Прежде чем стать ученицей Магритта, начать серьезно заниматься живописью, Эвелин Акселл семь лет снималась в кино. Об актрисе и танцовщице, одной из основательниц и ярчайших фигур британского поп-арта Паулин Боти в 1962-м писали: «Актрисам часто не хватает мозгов. У художников обычно бывают длинные бороды. Представьте актрису с мозгами, у которой нет бороды, к тому же блондинку, и вы получите Паулин Боти». Рано умершую, обменявшую будущую жизнь дочери на свою настоящую, очень популярную художницу забыли на удивление быстро.

Ники де Сан-Фаль в ранней юности позировала для обложек «Лайф» и французского Vogue. Красавица аристократка и ее произведения — веселые, разлапистые сексуальные тетки огромных размеров, провокационный фильм «Папочка», расстрелянные картины и яркий феминистский жест — скульптура без рук и ног, с украшенной орнаментом черной дырочкой на причинном месте — на отсутствие внимания пожаловаться не могли. Долгой и успешной карьере Сан-Фаль не помешал и знаменитый муж — художник Жан Тэнгли. Как бы то ни было, из более чем двух десятков имен поп-артисток ее едва ли не самое известное. Если не считать, конечно, блистательную Марисоль.

Дочь венесуэльского нефтяного магната считалась одной из самых значительных фигур искусства 1960-х. И хотя журналы привлекала больше экзотическая внешность Марисоль, чем ее выразительные персонажи, остроумные пространственные решения, своеобразный вариант поп-арта, замешанный на интересе к примитивному искусству доколумбовой эры, в профессиональных кругах скульптуры Марисоль ценили высоко. Их покупали в музейные и частные коллекции, включали в престижные выставки, в том числе в экспозицию МоМА 1961 года «Искусство ассамбляжа» рядом с произведениями Пабло Пикассо, Луиз Невельсон, Марселя Дюшана, Роберта Раушенберга. И цена на них в то время не так разительно отличалась от работ Уорхола, как сегодня. А вот принадлежность ее творчества к поп-арту ставили под сомнение — один из посвященных художнице текстов назывался «Не поп, не оп, а Марисоль».

◆ **НАБОР ЗАДАНИЙ**:
[1] Согласно тексту о художницах поп-арта, для обложек каких изданий позировала в ранней юности Ники де Сан-Фаль?
[2] Перепишите без изменений отрывок из текста о художницах поп-арта, начиная со слов «Ники де Сан-Фаль» и продолжая до слов «конечно, блистательную Марисоль.» включительно.
[3] Допишите следующую часть текста о художницах поп-арта, начав сразу после его последнего предложения.

Перечень данных:
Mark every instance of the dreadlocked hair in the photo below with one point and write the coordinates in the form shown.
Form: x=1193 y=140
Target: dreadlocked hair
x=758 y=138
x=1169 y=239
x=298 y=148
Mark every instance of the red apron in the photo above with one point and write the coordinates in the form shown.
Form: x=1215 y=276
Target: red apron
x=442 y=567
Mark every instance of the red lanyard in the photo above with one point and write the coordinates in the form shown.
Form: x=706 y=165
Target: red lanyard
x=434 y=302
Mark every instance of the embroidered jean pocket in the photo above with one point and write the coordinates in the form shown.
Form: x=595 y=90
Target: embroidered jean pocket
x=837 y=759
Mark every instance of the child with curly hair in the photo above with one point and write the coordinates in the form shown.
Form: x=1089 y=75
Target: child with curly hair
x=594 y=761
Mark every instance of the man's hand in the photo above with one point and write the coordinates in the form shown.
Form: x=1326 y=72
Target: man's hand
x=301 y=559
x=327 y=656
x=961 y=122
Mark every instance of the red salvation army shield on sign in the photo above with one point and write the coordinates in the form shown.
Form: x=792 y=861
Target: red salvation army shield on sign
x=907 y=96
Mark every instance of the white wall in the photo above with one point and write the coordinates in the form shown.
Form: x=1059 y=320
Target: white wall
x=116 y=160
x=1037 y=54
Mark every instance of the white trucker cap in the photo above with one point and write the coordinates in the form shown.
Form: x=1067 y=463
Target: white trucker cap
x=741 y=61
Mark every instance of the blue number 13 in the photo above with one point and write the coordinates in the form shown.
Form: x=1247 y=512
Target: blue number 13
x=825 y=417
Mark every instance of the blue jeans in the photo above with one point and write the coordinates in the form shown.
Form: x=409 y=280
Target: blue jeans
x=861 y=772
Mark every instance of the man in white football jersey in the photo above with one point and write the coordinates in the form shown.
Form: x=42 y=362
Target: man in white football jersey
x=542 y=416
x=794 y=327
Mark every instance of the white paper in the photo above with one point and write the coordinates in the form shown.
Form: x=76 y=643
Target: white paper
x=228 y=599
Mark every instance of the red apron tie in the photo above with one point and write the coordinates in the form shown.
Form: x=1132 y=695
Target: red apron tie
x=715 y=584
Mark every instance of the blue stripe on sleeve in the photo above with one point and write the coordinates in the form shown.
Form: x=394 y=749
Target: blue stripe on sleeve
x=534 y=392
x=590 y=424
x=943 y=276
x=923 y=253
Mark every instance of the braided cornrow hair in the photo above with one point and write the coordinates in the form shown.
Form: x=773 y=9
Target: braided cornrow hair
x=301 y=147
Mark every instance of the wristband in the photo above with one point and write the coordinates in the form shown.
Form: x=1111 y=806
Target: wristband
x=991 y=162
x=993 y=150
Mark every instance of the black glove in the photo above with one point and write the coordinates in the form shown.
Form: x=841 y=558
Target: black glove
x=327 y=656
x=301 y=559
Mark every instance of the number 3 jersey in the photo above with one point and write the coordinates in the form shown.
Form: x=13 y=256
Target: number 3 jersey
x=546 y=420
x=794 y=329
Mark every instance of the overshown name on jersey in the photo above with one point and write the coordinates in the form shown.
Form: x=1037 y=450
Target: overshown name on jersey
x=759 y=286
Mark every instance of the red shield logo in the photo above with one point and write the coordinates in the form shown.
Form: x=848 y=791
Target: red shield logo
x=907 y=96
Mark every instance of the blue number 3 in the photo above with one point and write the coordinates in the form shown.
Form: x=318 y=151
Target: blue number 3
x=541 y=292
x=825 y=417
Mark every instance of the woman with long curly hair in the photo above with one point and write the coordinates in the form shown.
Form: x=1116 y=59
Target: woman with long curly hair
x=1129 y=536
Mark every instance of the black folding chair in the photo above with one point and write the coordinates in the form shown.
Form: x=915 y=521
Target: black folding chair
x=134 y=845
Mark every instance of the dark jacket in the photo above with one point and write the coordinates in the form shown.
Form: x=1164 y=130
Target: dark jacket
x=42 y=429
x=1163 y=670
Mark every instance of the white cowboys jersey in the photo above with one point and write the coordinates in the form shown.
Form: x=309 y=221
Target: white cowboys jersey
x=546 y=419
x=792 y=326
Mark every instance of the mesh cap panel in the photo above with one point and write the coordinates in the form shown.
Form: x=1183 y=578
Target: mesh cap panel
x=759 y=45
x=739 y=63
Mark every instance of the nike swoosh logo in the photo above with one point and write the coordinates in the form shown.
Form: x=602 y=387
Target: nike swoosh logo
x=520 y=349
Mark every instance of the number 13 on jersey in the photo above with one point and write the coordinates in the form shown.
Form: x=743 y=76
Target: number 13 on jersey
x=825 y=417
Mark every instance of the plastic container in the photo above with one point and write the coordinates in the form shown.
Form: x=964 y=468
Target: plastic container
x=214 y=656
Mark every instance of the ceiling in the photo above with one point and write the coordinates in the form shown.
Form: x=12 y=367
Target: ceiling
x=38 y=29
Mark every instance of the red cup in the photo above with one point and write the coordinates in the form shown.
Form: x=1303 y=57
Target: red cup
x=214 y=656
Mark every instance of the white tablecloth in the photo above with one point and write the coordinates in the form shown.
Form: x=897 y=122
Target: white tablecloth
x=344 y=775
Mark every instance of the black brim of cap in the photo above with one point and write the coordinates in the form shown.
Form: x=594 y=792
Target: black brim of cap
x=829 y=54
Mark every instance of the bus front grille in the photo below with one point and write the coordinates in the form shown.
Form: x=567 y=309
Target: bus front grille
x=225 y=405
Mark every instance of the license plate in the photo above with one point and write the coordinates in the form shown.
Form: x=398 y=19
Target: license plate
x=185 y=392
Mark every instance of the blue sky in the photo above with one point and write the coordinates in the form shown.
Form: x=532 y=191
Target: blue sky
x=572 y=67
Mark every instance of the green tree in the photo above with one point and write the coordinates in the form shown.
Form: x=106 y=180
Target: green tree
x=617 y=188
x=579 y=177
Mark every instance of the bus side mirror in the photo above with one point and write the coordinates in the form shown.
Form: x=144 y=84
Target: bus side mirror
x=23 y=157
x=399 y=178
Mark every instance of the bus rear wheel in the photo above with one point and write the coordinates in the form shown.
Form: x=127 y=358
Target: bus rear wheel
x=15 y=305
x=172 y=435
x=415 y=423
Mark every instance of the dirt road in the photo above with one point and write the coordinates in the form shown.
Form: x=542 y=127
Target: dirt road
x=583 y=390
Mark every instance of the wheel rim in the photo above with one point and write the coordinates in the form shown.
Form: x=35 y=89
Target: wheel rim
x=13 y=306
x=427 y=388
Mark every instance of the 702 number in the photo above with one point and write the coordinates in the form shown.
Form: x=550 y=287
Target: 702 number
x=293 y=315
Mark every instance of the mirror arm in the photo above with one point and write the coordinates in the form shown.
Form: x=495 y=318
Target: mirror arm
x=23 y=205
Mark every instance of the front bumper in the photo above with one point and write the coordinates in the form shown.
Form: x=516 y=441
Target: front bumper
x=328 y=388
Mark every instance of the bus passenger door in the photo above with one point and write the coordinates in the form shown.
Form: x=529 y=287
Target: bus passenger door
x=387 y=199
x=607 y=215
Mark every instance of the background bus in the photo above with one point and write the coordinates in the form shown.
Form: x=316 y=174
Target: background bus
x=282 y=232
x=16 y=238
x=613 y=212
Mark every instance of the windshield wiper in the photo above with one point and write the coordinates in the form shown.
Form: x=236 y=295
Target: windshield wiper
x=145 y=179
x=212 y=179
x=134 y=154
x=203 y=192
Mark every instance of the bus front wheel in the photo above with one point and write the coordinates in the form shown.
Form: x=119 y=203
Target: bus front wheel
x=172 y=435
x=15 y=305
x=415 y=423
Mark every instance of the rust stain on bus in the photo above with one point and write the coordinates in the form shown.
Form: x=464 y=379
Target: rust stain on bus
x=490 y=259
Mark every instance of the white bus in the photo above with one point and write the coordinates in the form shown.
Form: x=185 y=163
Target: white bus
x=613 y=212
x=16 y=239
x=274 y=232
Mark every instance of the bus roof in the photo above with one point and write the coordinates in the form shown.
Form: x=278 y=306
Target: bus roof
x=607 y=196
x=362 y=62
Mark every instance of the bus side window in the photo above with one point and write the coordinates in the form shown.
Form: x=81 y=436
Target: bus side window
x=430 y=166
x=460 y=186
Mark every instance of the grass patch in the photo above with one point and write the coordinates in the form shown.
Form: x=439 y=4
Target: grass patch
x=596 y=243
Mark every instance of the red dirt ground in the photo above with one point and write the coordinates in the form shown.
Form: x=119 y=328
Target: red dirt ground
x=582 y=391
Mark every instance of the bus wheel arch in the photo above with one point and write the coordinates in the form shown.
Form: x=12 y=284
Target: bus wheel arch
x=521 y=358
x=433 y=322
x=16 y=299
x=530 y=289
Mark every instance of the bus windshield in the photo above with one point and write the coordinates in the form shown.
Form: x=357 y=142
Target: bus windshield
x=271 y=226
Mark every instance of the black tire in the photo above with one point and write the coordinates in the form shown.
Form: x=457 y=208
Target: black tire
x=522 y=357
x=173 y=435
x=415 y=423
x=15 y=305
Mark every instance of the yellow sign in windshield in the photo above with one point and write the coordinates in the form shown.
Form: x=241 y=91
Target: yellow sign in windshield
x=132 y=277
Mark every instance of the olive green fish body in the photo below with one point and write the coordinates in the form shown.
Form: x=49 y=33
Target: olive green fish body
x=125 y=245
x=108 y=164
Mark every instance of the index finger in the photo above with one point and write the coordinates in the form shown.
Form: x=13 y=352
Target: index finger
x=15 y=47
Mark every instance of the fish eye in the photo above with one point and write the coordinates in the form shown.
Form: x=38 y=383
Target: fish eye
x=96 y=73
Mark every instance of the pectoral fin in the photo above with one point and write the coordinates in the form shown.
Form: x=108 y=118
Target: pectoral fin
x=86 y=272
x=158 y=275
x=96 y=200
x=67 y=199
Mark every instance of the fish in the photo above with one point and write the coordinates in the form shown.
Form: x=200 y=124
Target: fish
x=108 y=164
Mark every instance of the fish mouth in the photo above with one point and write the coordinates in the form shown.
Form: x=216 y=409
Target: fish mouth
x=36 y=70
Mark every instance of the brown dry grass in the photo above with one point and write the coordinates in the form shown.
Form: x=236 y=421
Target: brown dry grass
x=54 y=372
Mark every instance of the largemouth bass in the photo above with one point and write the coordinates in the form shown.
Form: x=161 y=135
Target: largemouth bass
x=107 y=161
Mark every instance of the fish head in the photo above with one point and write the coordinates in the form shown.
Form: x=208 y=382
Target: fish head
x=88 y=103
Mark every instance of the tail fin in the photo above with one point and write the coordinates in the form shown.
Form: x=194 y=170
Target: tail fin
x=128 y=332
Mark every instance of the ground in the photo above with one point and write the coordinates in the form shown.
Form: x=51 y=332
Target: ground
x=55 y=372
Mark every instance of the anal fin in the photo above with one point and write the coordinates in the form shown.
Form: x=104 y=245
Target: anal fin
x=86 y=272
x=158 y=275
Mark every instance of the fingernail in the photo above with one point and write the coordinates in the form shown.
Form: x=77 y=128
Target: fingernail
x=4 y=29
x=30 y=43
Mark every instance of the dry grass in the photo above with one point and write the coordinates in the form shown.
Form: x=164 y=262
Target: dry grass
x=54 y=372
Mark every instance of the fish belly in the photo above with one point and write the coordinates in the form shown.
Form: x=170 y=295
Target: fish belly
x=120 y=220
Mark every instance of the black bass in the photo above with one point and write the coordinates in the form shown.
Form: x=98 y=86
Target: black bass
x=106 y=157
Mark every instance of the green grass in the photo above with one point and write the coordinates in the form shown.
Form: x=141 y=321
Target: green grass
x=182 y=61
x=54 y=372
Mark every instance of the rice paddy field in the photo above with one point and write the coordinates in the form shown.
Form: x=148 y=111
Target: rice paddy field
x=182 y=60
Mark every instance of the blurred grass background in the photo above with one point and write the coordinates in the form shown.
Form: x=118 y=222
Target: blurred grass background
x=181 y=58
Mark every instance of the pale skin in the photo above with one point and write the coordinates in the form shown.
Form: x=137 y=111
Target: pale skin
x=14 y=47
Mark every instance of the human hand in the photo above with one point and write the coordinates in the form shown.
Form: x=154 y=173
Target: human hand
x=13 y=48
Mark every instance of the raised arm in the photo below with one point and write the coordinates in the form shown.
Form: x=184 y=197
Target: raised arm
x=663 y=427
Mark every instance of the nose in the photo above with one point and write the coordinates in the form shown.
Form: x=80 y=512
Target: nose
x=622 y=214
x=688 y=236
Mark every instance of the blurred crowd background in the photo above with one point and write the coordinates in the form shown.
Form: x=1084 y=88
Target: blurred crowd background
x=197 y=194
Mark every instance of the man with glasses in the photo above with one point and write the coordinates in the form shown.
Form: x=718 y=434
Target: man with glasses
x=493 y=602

◆ **ОТВЕТЫ К ЗАДАНИЯМ**:
[1] Для обложек «Лайф» и французского Vogue.

[2]
Ники де Сан-Фаль в ранней юности позировала для обложек «Лайф» и французского Vogue. Красавица аристократка и ее произведения — веселые, разлапистые сексуальные тетки огромных размеров, провокационный фильм «Папочка», расстрелянные картины и яркий феминистский жест — скульптура без рук и ног, с украшенной орнаментом черной дырочкой на причинном месте — на отсутствие внимания пожаловаться не могли. Долгой и успешной карьере Сан-Фаль не помешал и знаменитый муж — художник Жан Тэнгли. Как бы то ни было, из более чем двух десятков имен поп-артисток ее едва ли не самое известное. Если не считать, конечно, блистательную Марисоль.

[3]
Женский поп-арт часто оказывается больше, чем поп-артом. Куратор венской выставки Анжела Стиф пишет о том, что работы художниц имели много общего с тем, что делали мужчины-коллеги, но и апеллируя к массовому вкусу, пионерки феминизма сохраняли боевой дух и критический настрой. Демонстрация женской сексуальности в последних, способных составить конкуренцию их современным коллегам, стадиях раскрепощенности вписывается в главный стиль эпохи у Эвелин Акселл с ее голыми дамами, перекрывающими шоссе. На грани хорошего банального стиля балансируют суперженщины Ники де Сан- Фаль. И даже социально активные Cестра Корита и Марта Рослер с ее антивоенными коллажами проповедуют и негодуют на узнаваемом языке коммерческой рекламы и глянцевых обложек изданий для дам.

Потрясающая Cестра Корита — католическая монахиня, активистка антивоенного движения, убежденная в непосредственной связи послания и способа его трансляции, — была уверена, что живи Христос в наши дни, он, возможно, использовал бы в проповеди возможности коммерческой рекламы, поскольку действенно только то послание, которое может быть услышано и усвоено максимальным числом людей. В свое время известная и популярная, не за красивые глазки попавшая на обложку журнала Newsweek, Cестра Корита представлена в Вене плакатами-шелкографиями с призывами к миру и видео хиппи-демонстраций, где дети-цветы выступали вместе с монашками. Такой сильно разогретый вариант поп-арта некоторыми критиками выставок отвергается как некондиционный, других радует, что течение теряет свой фирменный cool. Но ведь не все художники-мужчины, чьи имена на слуху, картины — в постоянных экспозициях музеев, претендуют на величие и звание эталонов стиля.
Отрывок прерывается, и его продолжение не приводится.